Written task: Recast the data below as a Markdown table with the columns Row and Line, numbering each non-blank line in its own row and leaving out blank lines and pictures.

(Dataset rows showing where objects appear)
--- begin ---

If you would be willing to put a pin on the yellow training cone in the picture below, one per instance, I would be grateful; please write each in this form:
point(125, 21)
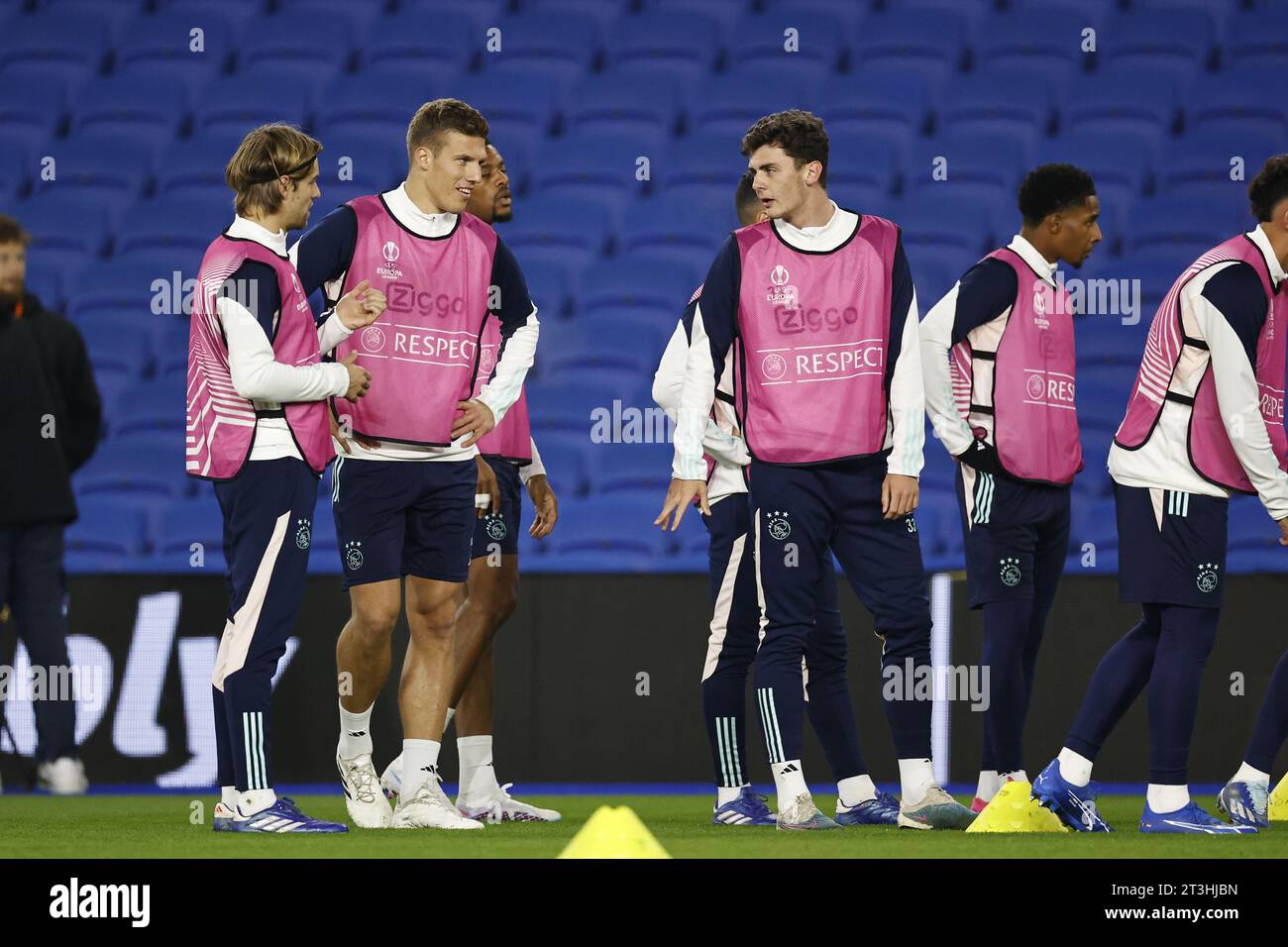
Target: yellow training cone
point(613, 832)
point(1014, 810)
point(1279, 801)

--- end ---

Exercise response:
| Row | Line |
|---|---|
| 1 | If you would be willing to put a pin on the yellow training cone in the picture below, one per instance, I would be grateful; please write each in this form: |
| 2 | point(125, 21) |
| 3 | Target: yellow training cone |
| 4 | point(613, 832) |
| 5 | point(1014, 810) |
| 6 | point(1279, 801) |